* **Data supplied**:
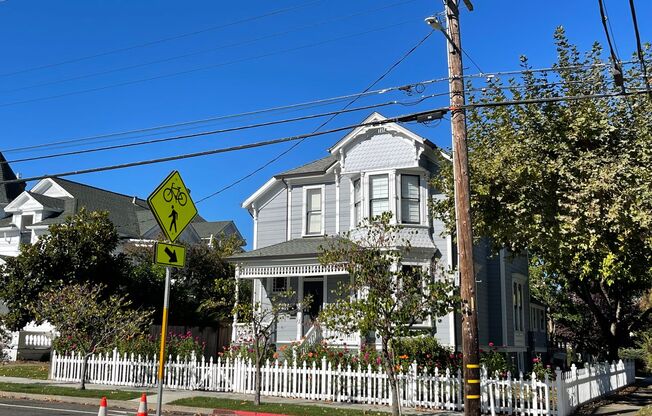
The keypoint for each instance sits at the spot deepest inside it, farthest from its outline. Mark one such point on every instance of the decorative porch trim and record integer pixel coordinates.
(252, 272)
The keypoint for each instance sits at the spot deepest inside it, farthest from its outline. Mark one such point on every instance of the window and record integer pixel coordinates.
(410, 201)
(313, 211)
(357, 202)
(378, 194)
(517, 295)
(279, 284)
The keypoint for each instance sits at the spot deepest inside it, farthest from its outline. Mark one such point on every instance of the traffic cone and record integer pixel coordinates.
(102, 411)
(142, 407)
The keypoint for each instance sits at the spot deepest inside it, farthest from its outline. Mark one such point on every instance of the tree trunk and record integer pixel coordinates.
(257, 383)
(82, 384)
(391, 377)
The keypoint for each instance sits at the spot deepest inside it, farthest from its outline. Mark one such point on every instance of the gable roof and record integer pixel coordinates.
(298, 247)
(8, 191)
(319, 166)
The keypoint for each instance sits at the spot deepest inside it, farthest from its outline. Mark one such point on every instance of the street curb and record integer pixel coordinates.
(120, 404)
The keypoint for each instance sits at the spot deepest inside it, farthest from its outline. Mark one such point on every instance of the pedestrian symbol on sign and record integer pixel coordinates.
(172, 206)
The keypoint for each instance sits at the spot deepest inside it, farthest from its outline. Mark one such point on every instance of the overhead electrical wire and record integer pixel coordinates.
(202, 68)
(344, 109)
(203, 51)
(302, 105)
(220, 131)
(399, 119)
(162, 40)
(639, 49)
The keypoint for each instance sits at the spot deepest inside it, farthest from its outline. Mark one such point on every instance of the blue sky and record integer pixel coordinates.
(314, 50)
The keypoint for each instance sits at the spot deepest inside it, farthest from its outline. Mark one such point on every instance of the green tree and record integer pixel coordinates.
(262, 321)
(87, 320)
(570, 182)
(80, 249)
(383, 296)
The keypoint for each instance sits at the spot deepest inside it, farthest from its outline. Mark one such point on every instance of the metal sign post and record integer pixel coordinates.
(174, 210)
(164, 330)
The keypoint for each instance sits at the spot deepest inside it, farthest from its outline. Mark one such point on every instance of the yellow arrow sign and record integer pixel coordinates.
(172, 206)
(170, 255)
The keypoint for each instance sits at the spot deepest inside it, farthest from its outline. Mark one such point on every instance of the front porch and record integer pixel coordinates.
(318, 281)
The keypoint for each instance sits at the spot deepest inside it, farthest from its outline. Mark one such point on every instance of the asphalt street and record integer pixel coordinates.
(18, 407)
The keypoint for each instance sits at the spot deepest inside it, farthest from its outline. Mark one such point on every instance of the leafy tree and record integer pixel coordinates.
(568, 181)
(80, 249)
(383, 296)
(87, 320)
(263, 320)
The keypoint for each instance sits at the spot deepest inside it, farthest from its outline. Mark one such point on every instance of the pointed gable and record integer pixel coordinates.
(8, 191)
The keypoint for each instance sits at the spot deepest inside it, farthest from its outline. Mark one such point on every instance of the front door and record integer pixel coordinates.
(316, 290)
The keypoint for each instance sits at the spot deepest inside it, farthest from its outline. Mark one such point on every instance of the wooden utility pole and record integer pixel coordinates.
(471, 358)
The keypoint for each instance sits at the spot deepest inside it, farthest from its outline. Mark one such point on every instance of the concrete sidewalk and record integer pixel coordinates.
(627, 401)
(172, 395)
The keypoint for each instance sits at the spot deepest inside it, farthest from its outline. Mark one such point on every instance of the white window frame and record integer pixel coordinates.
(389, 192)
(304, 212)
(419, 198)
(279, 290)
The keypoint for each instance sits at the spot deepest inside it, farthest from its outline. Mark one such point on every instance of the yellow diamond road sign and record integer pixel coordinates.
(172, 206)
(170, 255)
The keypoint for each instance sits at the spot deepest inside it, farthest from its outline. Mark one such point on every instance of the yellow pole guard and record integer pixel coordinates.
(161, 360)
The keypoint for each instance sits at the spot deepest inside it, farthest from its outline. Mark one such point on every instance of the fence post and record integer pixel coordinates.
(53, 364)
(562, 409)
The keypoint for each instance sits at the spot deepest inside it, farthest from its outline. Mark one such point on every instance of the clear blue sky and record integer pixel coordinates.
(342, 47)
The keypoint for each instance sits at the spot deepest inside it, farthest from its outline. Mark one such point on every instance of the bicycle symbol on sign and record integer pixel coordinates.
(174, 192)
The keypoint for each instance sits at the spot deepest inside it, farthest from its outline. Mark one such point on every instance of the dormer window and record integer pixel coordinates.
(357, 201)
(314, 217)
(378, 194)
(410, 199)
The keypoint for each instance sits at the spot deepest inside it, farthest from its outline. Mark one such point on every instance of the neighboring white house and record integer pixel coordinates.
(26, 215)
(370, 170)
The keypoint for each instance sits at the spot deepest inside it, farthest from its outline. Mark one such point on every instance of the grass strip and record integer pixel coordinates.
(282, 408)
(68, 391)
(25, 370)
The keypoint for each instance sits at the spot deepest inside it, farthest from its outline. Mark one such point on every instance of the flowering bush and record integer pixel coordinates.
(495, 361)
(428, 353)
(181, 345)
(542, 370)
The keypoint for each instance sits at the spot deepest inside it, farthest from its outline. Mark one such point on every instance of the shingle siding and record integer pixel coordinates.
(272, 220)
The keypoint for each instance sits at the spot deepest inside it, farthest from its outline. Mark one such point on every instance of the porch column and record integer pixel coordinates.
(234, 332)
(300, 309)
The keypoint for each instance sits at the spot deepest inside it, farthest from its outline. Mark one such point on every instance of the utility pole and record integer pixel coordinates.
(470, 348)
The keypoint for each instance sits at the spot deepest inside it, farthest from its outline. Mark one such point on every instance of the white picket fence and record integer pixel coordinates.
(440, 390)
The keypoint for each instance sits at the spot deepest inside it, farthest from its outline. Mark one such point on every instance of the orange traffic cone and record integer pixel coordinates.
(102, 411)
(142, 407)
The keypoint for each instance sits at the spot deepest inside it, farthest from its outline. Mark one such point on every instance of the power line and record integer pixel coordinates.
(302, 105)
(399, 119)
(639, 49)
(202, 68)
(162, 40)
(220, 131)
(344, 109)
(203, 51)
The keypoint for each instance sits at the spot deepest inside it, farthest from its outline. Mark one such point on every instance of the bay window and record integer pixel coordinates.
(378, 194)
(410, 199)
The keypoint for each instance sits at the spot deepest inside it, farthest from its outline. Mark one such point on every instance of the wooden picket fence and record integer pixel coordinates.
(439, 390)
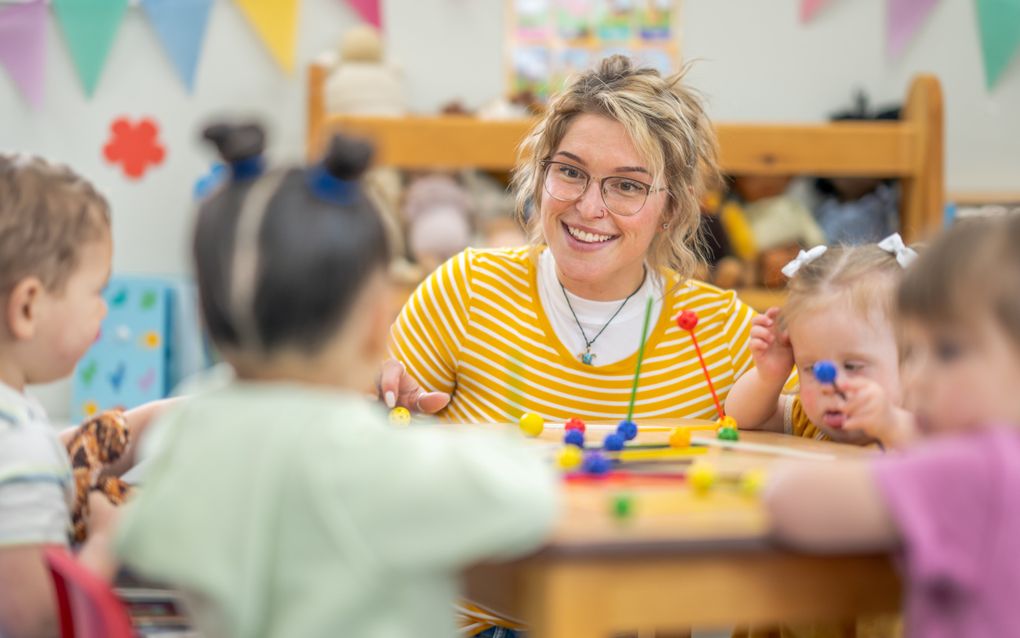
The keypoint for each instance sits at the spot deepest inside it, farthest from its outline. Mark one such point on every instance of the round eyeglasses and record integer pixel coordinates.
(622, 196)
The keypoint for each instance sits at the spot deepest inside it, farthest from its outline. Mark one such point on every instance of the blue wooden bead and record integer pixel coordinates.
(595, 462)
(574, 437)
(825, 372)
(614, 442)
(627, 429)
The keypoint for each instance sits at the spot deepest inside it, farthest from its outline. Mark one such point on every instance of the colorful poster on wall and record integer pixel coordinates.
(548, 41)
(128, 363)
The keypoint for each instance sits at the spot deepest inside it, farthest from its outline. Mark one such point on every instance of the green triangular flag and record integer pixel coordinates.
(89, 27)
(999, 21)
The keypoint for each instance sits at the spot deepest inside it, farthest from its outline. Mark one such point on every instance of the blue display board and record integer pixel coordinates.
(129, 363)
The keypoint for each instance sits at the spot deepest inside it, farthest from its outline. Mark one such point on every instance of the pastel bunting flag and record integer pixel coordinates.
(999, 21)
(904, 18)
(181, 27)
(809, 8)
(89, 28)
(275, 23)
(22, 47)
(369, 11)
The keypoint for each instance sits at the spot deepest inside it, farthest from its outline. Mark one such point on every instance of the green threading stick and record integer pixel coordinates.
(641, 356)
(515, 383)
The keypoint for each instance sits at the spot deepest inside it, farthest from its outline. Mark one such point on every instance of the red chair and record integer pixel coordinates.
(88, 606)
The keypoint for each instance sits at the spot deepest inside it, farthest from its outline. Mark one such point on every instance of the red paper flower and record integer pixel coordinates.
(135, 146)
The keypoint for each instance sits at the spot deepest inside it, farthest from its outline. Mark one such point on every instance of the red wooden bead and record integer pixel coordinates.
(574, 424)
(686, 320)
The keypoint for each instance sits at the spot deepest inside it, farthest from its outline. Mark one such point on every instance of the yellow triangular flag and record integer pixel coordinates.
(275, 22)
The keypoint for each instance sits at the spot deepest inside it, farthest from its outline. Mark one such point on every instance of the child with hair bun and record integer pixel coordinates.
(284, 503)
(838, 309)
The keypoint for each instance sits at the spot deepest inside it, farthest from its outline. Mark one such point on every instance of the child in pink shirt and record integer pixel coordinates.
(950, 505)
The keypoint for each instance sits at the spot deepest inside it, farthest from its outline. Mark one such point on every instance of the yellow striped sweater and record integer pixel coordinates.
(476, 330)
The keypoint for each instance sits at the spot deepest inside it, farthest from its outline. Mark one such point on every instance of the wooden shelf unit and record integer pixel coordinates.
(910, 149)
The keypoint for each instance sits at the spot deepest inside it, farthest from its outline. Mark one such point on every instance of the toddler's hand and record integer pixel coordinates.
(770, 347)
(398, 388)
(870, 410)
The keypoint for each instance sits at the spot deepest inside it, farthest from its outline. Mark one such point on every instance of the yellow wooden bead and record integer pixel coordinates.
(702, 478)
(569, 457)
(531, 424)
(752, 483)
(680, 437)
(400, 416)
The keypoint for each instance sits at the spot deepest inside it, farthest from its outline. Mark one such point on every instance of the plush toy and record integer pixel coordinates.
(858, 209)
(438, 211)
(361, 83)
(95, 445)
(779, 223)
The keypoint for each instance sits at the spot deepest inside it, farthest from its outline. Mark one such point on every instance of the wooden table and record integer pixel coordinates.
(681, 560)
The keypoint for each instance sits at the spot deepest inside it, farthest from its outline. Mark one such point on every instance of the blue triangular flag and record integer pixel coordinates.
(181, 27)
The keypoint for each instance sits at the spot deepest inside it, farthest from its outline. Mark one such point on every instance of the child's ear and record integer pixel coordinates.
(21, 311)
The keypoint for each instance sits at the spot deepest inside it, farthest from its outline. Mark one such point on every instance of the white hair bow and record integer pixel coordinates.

...

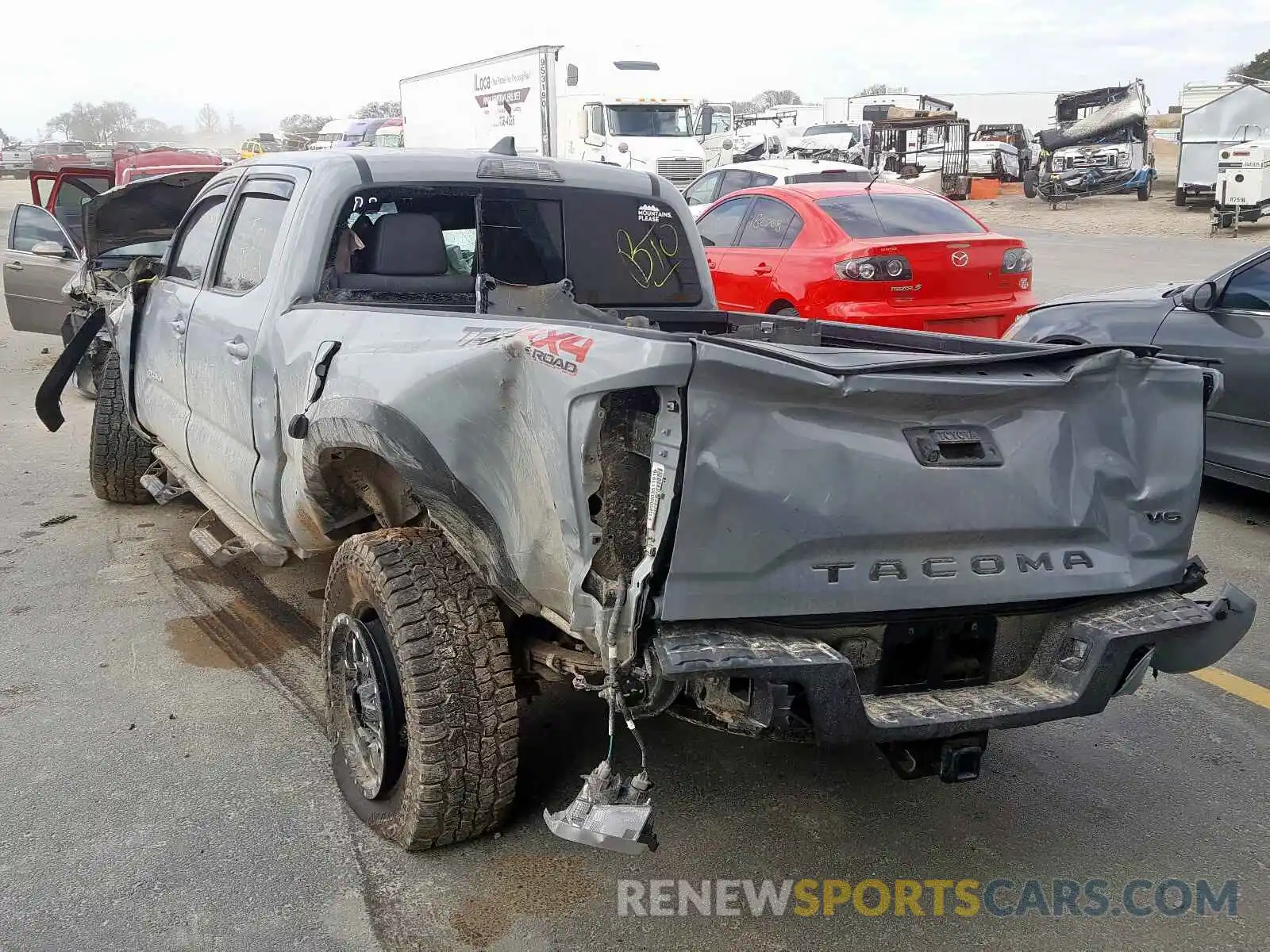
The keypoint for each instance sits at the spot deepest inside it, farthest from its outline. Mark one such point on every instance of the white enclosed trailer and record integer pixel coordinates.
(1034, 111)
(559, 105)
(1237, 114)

* * *

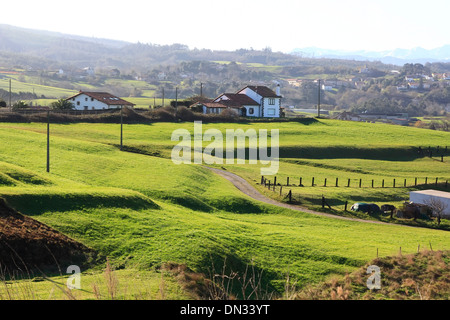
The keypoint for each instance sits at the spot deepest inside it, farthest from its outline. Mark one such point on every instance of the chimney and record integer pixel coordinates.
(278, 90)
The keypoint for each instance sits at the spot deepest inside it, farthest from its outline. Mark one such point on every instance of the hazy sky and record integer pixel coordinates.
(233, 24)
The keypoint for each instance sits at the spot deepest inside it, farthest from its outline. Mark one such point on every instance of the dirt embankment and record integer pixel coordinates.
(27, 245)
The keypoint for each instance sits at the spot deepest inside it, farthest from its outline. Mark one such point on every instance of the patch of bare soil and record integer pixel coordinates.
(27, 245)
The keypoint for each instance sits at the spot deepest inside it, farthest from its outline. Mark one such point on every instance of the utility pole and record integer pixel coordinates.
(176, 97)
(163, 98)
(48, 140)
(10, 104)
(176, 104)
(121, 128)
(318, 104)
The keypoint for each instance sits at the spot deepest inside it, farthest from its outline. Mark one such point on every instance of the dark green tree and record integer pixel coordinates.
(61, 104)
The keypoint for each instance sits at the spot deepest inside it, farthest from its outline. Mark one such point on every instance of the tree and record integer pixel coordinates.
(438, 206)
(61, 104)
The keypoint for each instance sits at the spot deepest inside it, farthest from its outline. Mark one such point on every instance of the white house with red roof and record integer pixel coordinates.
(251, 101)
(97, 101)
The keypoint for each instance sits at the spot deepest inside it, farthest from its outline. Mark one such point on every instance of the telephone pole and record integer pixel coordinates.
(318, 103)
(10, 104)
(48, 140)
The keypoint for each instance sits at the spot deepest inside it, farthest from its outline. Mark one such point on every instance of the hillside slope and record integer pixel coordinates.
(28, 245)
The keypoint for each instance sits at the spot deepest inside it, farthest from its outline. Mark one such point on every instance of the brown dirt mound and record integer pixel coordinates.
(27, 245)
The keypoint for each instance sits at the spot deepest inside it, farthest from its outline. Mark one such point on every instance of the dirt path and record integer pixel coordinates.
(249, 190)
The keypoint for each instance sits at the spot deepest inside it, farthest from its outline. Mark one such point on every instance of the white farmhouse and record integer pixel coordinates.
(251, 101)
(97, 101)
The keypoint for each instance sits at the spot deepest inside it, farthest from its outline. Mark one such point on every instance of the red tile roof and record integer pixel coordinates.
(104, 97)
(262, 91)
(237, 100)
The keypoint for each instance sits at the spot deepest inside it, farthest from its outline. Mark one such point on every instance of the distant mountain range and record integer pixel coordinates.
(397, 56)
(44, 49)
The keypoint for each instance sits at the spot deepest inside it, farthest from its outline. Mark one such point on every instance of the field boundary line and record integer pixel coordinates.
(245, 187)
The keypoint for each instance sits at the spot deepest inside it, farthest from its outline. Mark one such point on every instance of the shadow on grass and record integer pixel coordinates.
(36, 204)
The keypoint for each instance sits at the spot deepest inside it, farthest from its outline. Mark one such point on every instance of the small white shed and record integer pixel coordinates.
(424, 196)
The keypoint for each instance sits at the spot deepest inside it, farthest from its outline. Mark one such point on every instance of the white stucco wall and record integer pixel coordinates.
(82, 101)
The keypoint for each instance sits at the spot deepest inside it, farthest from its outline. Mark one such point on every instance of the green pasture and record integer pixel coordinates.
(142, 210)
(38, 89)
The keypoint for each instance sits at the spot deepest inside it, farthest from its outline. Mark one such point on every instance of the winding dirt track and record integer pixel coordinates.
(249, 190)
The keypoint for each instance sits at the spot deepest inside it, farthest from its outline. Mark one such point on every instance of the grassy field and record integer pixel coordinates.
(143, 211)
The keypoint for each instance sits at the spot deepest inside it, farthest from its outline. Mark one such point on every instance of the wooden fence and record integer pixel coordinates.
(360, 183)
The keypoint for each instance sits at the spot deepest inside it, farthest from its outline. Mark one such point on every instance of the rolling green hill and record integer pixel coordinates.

* **Stated task**: Locate every line in the items above that contains the word "telephone" and copy each one in full.

* **Answer to the exercise**:
The keypoint for each instance sits at the spot deepest inside it, farthest from its outline. Mark one such point on every instance of the telephone pole and record integer pixel coordinates.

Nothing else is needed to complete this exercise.